* Begin Source passage *

Intro to Data Science > Worksheets > Advanced Plotting

Advanced Plotting

Overview
The Data
Problem Sets
Something like

Overview

Visualizing data is very important for understanding that data. All sorts of otherwise unknown patterns can slip by if we don’t take the time to look at our data. For example:

While the Datasaurus is fun, it is also a cautionary tale. Along the top of the plot there are various numerical representations of the data, all of which look completely normal! Such oddities can easily slip past us without proper visualization.

Visualization also serves another crucial purpose; to communicate our findings with other people. Dealing with and understanding data is an acquired skill, one you’re already more familiar with than the vast majority of people. Visualizations often allow you to quickly communicate your findings with people who are not as well acquainted with data.

Today we will be learning some more advanced plotting tools. While we will often rely on the 5 canonical plots we learned before, a lot can be done to spruce them up. We will primarily be using the ggplot2 package for this task. While it is very powerful, it takes more effort to make even a simple ggplot. That effort is often worth it however if the intent is to share your visualization.

I highly recommend you open up the ggplot2 cheatsheet while you work.

The Data

Load in the data for today by running the following:

nbi_hampshire = read.csv("https://raw.githubusercontent.com/Intro-to-Data-Science-Template/intro_to_data_science_reader/main/content/class_worksheets/12_adv_plot/data/nbi_hampshire.csv")

Today we will be using data from the 2022 National Bridge Inventory Dataset. Specifically, we will be looking at vehicle bridges in Hampshire county (where we are). We’re going to look at what kinds of variables might contribute to poor bridge conditions, where there are poor bridge conditions, and which entities are responsible for maintaining them. The data documentation for this dataset is quite thick, so I will provide you with a data dictionary for today.

* End Source passage *
* Begin Entries *

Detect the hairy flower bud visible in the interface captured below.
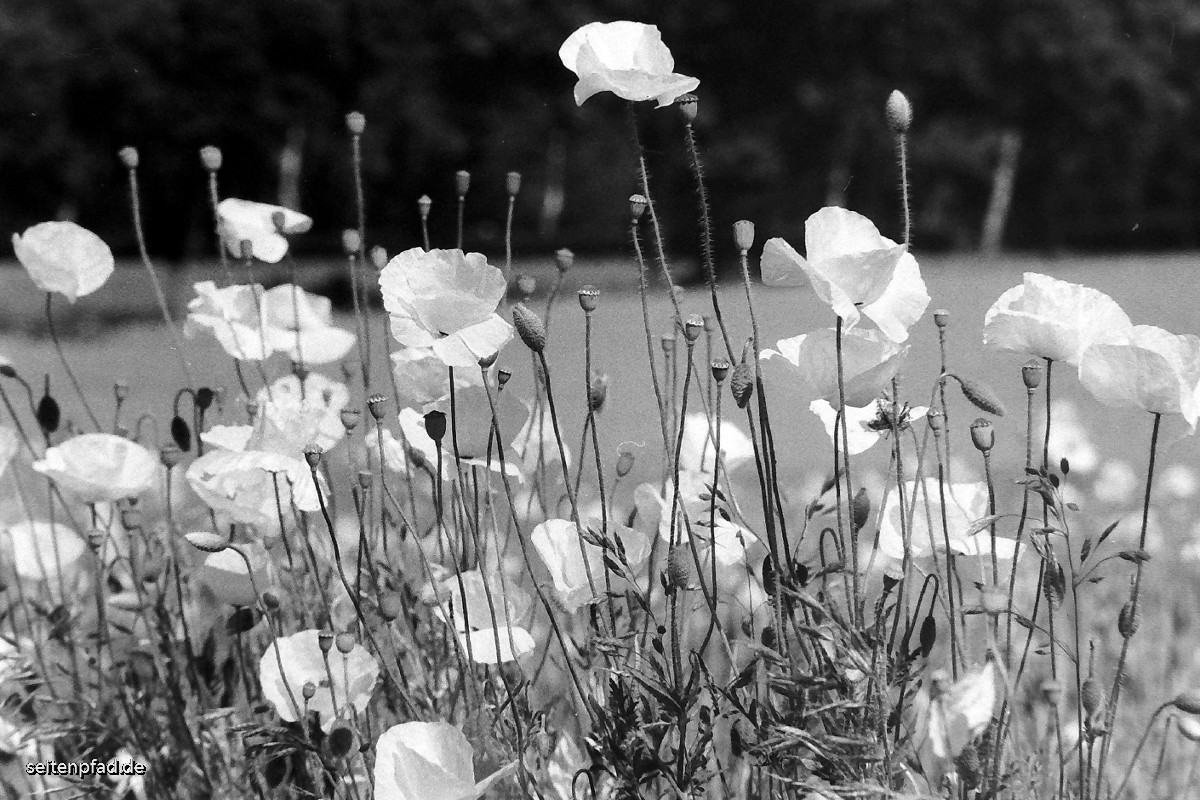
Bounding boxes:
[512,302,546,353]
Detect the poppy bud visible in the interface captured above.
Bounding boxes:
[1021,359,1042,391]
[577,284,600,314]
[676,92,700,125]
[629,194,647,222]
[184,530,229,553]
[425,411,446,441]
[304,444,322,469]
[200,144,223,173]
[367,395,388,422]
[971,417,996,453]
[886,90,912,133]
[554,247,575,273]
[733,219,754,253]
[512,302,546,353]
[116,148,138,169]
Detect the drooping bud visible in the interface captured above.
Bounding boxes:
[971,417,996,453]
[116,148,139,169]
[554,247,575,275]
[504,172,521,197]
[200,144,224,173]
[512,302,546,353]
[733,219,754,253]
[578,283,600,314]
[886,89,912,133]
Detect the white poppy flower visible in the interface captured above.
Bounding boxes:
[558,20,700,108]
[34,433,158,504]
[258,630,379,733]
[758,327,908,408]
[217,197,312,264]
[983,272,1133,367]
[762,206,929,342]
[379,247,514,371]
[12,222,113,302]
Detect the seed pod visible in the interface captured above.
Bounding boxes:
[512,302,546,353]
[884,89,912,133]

* End Entries *
* Begin Entries *

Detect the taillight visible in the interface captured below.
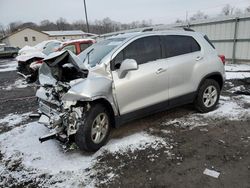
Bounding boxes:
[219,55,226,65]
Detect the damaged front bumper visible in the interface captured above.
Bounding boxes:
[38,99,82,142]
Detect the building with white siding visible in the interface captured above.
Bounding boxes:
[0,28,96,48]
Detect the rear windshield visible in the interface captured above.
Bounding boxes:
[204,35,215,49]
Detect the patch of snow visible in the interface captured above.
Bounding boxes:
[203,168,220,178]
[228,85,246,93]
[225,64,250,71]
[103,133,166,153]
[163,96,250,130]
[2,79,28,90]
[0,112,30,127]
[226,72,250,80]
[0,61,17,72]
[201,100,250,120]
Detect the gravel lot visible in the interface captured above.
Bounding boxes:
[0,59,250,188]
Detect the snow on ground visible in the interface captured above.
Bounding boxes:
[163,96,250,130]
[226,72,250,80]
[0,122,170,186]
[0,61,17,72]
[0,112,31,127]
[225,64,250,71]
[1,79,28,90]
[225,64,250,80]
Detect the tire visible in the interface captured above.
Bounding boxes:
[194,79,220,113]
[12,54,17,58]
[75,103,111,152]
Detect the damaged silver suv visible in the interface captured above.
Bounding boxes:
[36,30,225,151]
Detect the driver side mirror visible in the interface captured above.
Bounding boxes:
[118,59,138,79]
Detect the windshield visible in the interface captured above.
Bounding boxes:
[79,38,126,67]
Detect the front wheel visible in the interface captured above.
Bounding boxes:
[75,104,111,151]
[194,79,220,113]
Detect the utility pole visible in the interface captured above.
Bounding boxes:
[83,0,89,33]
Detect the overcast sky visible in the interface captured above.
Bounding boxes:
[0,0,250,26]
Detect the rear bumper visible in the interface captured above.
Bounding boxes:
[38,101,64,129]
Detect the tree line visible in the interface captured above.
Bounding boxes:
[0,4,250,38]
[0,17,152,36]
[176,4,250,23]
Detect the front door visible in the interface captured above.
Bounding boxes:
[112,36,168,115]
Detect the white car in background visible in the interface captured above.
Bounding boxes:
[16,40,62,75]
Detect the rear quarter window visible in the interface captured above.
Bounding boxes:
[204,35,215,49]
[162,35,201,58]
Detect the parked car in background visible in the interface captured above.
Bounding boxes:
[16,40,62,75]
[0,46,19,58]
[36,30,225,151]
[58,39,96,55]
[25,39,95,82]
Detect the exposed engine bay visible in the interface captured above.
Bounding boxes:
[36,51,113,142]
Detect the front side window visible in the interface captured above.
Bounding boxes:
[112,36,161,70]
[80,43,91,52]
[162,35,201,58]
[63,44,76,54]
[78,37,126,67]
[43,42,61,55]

* End Entries *

:: To-do list ::
**a)** According to the advanced plotting worksheet, what are the things the class will look at in the Hampshire county bridge data? List them all.
**b)** Write a continuation of the advanced plotting worksheet that starts after its last sentence.

:: Exercise answers ::
**a)**
- What kinds of variables might contribute to poor bridge conditions
- Where there are poor bridge conditions
- Which entities are responsible for maintaining them

**b)**
STRUCTURE_NUMBER_008: Unique ID for the bridge
COUNTY_CODE_003_L: Name of the county where the bridge is located
ROUTE_PREFIX_005B_L: Route signing prefix for the inventory route
MAINTENANCE_021_L: The actual name(s) of the agency(s) responsible for the maintenance of the structure
YEAR_BUILT_027: The year of construction of the structure
ADT_029: The average daily traffic volume for the inventory route based on most recent available data
STRUCTURE_KIND_043A_L: The kind of material and/or design of the structure
STRUCTURAL_EVAL_067: A rating of the structural evaluation of the bridge based on inspections of its main structures, substructures, and/or its load ratings
BRIDGE_IMP_COST_094: Estimated costs for bridge improvements

Problem Sets

1. Install Esquisse

Today we will be using a package called esquisse to help us make our plots. It provides an interactive interface to put together the basic components of our plots. It is not perfect, and cannot be used to create a fully realized visualization, but it can often do the first 50% for you pretty quickly. Install it using the following:

install.packages("esquisse")

You will need to fully close R Studio and restart it after installing esquisse. This is so the addin functionality can work.

2. Learning the Esquisse UI

Once you have restarted R Studio and re-loaded the data, we can start using using esquisse to build draft plots. Start the UI by going to the Addins menu at the top of R Studio and clicking on the ‘ggplot2’ builder option under esquisse.

esquisse will load for a second, and then ask you to select a data source. Pick our nbi_hampshire dataframe and click Import Data.

After you have imported your data, you will be taken to the plot builder. I have created a diagram of the different elements below. Along the top are the variables from your dataframe. You can click and drag the variables into the various element areas below. On the left of this section will be a display of what plot esquisse thinks may work well given your variables and elements, but you can click on it to manually change it. In the center is the plot preview, which will automatically update as you make changes. At the bottom is the options bar, with several other menus you can go through to adjust your plot. Importantly, in the far right option menu you can copy the code which will generate the plot you are looking at! You will want to copy that code into your document so you can remake this plot later, and further adjust it.

3. Your First ggplot

Open up the plot builder, and import the nbi_hampshire dataframe. For our first variable, click and drag YEAR_BUILT_027 into the “X” elements box. This will put YEAR_BUILT_027 on our X axis. Next, click and drag STRUCTURAL_EVAL_067 into the “Y” element box to place in on the Y axis. In a moment the plot preview area should update, creating a scatter plot.

You can continue adding variables to elements to further develop the plot.

Click and drag the ROUTE_PREFIX_005B_L variable into the “color” element. How does this change the plot?

Adds route type as color to the dots in the scatterplot.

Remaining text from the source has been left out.